# Stated task 1
In the interview transcript, which filmmaker does Kyle McMahon name as an example of someone whose movies drew audiences who wanted to see themselves on screen?

# Provided passage
Gabrielle Union 0:03
No, I appreciate you having me today.
Kyle McMahon 0:05
Of course. So first of all I love Cheaper by the Dozen. It's a great film, it really for me is a kind of like a throwback to when I was a kid. Like, I feel like we're missing a lot of those movies today. But it's got this very current more representative of the world we live in. Now, why was it important for you to play Zoey.
Gabrielle Union 0:30
I mean, as a as a, as a black mom who's a part of a large blended family, who's you know, my extended family has always been very inclusive of all kinds of people, you might have a grandma aunt, a cousin, you know, like a few neighbor people all living, you know, in the house together. And but I've never seen that reflected and celebrated on on screen. And I wanted to be a part of that I wanted to be a part of, of making that change. And showing people that real diversity and inclusion in front of and behind the camera is actually a great business move, like diversity actually pays off for the in in a dollars and cents way. Not just it's fulfilling to your soul, or it should be, but it's actually a great business.
Kyle McMahon 1:16
And, you know, I couldn't be said better. It's, you know, people want to see themselves on screen, you know, and they want to see their stories play out in the media that they consume. I mean, it just makes sense. And you look back to somebody like Tyler Perry, who you know, was putting out these kinds of almost independent movies with Madea and audiences were flocking to go see them because there weren't movies like that where they could see their aunt Madea on screen. And and, you know, finally I think Hollywood and the business side is starting to catch up. You do you know, you as you just said, you have a kind of a blended family. Did you see yourself your family, you know, in the care in Zoey?
Gabrielle Union 2:07
No, absolutely. I mean, trying to juggle all the things like the kids, your own personal ambition, being present, you know, having things happen with other family members, you know, now now there's a cousin that we're, you know, you know, nephew that we're going to raise all of that is that is my life. But watching her and watching the family, figure it out, and CO parents, you know, with their former spouses and realize that when you put the peace and sanctity of your kids first how beautiful co parenting can be, how amazing blended families can be when you when you recognize and respect and nurture each person where they're at. Yeah, all of that I relate to the whole the whole thing. And it's, it's beautiful. We just never we literally never see it, which is weird.

# Data provided
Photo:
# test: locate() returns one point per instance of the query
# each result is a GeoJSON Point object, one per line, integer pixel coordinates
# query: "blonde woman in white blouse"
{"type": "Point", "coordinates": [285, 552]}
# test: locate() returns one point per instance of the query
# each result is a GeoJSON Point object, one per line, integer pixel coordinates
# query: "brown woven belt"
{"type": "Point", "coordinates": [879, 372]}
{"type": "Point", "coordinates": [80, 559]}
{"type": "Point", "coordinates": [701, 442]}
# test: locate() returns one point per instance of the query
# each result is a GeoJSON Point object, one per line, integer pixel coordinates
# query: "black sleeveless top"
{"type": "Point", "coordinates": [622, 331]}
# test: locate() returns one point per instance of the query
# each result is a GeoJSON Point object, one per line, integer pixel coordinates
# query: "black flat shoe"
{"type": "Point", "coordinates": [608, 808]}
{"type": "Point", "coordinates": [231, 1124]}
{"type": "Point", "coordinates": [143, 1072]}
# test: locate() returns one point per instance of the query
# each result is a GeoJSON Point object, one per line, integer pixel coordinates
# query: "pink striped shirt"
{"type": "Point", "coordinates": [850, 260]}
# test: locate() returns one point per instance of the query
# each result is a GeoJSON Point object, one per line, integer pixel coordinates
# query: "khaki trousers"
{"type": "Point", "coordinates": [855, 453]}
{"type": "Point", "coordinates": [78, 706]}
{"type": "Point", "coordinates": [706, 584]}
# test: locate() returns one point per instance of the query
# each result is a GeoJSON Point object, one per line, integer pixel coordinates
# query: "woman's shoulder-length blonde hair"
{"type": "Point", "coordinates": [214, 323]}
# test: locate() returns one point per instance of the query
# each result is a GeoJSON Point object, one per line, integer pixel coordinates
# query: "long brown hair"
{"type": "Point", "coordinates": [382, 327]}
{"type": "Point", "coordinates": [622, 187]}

# Stated task 2
Extract every line of the rows that contains the string "hair", treating uppercase and lowercase as different.

# Expected output 1
Tyler Perry.

# Expected output 2
# query: "woman's shoulder-length blonde hair"
# query: "long brown hair"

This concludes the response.